-- Assignment --
Restate verbatim the span of lines below between the line with "[point] woman's hand" and the line with "[point] bright sun", including those two lines, and only that span.

Records supplied START

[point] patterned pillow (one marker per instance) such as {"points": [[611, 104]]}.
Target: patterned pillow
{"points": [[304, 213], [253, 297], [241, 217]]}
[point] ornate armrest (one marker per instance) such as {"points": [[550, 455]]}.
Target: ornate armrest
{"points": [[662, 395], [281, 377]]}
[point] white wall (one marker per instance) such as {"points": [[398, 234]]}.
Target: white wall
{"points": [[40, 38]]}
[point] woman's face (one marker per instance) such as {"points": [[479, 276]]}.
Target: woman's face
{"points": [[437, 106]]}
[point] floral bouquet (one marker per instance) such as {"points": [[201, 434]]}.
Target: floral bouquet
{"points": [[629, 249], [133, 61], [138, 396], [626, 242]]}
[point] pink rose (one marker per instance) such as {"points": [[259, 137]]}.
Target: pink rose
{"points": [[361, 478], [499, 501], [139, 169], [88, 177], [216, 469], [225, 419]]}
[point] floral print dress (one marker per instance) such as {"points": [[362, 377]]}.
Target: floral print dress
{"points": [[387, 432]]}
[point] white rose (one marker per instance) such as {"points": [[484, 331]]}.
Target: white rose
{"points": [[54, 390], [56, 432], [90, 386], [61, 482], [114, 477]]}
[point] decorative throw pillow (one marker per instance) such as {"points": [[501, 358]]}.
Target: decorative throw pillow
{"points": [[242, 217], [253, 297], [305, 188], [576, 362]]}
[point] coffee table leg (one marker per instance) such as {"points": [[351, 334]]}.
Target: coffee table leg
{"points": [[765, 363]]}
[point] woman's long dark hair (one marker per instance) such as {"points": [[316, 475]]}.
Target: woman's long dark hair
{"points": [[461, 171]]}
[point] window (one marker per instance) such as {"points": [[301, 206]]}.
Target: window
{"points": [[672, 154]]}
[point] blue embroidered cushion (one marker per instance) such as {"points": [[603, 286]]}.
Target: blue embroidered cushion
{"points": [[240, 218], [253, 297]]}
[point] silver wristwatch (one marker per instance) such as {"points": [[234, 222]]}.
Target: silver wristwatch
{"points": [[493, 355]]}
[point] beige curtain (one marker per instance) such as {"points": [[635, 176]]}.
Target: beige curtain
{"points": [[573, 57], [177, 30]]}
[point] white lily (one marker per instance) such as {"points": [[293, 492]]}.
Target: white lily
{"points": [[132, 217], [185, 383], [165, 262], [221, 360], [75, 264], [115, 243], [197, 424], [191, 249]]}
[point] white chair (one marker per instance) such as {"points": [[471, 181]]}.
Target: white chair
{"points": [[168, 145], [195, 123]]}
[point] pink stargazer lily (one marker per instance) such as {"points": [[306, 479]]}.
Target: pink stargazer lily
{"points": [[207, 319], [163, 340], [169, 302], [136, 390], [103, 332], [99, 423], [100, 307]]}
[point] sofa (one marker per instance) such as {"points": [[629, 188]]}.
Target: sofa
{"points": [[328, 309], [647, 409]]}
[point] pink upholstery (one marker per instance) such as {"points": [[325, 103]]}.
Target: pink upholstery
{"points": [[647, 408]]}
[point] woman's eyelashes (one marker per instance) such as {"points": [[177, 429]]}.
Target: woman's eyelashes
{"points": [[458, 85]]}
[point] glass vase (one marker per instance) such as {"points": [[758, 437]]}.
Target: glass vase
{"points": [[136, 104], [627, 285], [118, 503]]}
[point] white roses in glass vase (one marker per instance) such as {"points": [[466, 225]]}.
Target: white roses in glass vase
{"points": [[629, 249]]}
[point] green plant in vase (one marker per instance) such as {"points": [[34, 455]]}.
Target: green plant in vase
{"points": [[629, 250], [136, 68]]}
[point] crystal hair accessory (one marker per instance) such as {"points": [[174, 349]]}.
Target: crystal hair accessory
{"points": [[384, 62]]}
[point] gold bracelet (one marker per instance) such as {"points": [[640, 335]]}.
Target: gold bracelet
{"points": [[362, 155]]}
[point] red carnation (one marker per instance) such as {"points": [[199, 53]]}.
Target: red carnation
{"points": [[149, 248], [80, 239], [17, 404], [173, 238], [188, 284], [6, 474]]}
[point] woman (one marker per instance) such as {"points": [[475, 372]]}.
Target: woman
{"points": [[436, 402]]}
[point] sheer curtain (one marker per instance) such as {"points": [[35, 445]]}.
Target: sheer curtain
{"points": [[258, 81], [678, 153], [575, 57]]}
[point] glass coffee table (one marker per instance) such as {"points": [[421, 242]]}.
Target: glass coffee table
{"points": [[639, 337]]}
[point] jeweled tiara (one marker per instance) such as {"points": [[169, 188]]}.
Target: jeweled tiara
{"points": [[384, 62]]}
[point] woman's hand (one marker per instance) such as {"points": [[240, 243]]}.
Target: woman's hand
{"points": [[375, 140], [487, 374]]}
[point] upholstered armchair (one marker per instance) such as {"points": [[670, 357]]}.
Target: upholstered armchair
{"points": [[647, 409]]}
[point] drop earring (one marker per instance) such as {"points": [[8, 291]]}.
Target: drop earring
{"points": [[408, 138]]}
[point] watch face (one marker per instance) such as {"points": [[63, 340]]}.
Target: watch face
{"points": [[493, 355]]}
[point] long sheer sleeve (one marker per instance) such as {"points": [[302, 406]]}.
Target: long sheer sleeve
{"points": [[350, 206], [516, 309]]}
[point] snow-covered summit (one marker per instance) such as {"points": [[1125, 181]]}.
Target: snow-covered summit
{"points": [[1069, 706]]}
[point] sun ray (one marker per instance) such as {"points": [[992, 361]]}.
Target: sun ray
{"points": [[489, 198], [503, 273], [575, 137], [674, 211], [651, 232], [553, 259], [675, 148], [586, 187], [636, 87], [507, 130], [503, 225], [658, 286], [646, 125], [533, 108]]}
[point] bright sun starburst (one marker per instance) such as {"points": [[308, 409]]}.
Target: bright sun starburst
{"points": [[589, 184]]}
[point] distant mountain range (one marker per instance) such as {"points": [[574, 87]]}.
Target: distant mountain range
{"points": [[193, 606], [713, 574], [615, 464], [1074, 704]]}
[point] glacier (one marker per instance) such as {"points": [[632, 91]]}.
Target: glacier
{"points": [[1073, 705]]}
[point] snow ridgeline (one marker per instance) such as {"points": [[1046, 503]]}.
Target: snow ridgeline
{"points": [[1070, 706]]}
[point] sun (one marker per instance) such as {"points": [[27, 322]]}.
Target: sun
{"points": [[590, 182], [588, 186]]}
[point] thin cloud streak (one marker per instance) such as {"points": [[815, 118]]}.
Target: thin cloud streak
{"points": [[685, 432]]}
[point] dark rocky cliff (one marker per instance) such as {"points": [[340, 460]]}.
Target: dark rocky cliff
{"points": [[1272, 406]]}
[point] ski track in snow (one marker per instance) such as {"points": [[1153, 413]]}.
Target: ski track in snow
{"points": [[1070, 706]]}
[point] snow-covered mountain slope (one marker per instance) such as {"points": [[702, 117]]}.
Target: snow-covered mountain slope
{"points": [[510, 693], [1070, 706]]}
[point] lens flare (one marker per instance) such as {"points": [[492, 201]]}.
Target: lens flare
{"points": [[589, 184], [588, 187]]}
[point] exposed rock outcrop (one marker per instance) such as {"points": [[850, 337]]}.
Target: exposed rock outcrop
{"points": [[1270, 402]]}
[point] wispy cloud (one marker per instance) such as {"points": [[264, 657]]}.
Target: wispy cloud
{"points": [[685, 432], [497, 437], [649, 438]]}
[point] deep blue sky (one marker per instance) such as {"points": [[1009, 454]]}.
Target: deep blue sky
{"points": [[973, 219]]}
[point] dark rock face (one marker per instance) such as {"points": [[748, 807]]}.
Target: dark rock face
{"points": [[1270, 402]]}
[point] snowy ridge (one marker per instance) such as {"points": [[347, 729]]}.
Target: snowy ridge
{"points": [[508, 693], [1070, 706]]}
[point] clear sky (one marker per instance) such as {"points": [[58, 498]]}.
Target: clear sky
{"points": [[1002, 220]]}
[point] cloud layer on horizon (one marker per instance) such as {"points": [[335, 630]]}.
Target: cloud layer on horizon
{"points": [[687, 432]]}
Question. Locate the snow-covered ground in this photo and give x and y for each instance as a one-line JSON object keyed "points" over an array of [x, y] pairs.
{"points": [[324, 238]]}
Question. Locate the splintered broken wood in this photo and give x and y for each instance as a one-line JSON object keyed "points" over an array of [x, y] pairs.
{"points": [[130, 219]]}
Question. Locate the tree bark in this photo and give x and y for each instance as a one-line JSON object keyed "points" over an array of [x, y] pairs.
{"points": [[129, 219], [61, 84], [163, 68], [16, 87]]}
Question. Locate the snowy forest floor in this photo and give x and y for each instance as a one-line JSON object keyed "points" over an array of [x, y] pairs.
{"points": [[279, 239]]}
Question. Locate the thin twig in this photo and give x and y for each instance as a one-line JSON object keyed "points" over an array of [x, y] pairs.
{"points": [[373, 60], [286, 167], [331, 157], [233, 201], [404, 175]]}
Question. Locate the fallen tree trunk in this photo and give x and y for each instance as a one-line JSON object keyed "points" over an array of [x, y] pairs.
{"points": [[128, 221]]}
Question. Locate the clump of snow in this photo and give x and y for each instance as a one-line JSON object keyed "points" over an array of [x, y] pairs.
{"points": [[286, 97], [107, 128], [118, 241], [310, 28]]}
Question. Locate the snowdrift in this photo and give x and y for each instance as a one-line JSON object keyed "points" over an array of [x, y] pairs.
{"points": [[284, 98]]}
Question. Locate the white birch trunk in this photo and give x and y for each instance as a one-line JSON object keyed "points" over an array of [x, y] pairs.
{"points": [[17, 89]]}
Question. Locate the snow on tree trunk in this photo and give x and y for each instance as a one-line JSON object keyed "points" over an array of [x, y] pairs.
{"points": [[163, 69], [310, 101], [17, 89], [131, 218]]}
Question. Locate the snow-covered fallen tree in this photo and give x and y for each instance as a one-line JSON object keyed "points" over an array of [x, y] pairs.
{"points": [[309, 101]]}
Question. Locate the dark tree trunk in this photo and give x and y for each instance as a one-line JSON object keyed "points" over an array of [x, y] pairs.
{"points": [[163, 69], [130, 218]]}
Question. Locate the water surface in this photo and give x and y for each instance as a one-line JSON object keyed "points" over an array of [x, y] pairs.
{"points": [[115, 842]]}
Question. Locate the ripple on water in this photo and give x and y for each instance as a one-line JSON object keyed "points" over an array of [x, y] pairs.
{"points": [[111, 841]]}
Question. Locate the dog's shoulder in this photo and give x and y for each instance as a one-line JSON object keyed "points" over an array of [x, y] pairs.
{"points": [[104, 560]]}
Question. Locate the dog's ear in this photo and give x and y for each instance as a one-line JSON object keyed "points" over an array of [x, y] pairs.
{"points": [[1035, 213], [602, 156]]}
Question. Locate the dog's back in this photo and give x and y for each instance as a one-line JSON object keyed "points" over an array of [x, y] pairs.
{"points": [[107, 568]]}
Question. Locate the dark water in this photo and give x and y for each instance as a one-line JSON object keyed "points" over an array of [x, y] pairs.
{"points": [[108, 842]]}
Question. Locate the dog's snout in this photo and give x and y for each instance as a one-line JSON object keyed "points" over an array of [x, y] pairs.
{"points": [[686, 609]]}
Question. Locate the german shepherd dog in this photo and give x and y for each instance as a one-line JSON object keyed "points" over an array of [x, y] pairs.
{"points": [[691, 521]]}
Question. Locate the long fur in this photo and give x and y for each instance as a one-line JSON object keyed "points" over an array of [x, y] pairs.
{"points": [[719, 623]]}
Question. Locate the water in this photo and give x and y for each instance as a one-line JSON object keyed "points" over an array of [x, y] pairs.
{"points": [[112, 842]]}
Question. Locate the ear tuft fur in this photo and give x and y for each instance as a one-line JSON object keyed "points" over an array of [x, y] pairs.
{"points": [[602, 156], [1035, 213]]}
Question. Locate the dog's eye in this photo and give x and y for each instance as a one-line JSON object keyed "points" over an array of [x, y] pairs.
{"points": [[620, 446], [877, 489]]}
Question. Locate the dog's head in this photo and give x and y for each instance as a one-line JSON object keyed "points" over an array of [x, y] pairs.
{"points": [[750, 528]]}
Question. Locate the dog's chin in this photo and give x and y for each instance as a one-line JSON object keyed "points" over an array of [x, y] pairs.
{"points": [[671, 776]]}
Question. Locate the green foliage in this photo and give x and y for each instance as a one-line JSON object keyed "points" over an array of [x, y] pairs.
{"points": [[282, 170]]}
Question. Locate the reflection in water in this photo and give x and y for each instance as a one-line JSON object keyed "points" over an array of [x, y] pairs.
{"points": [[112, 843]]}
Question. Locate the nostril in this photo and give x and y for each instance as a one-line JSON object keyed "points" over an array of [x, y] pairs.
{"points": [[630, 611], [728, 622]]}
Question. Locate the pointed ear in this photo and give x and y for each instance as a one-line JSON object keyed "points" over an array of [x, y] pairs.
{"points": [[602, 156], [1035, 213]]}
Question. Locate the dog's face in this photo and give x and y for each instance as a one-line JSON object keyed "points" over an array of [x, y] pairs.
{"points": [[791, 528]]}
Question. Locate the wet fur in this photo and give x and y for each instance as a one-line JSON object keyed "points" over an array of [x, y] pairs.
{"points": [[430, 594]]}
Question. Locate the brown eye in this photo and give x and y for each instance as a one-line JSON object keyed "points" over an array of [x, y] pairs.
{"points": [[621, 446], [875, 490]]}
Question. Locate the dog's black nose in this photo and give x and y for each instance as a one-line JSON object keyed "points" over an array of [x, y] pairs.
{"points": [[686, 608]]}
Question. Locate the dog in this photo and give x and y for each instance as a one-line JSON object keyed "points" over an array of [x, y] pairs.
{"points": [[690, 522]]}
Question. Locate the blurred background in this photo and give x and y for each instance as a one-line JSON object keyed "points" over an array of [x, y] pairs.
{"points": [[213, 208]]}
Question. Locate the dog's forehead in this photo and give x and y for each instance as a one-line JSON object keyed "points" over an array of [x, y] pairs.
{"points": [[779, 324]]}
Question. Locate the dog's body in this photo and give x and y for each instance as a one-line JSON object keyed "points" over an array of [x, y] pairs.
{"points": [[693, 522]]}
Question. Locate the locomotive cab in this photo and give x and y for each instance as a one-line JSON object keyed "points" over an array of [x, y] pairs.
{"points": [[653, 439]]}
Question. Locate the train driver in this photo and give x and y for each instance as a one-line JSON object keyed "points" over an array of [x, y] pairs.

Records supplied END

-- Answer for this exercise --
[point] woman's hand (one marker per instance) such as {"points": [[240, 243]]}.
Target: woman's hand
{"points": [[375, 140], [487, 374]]}
[point] upholstered armchair (one marker per instance) such as {"points": [[670, 357]]}.
Target: upholstered armchair
{"points": [[647, 409]]}
[point] drop earring (one marker per instance) such as {"points": [[8, 291]]}.
Target: drop earring
{"points": [[408, 138]]}
[point] watch face (one marker per instance) such as {"points": [[63, 340]]}.
Target: watch face
{"points": [[493, 355]]}
[point] long sheer sleeve (one marker per instance) such as {"points": [[302, 406]]}.
Target: long sheer sleeve
{"points": [[350, 206], [516, 309]]}
[point] snow-covered summit (one marker per instance) such as {"points": [[1125, 181]]}.
Target: snow-covered summit
{"points": [[1069, 706]]}
[point] sun ray (one marker per instance) such as {"points": [[992, 361]]}.
Target: sun ray
{"points": [[489, 198], [503, 273], [575, 137], [674, 211], [651, 232], [553, 259], [675, 148], [586, 187], [636, 87], [507, 130], [503, 225], [658, 286], [646, 125], [533, 108]]}
[point] bright sun starburst (one marker per instance) such as {"points": [[308, 409]]}.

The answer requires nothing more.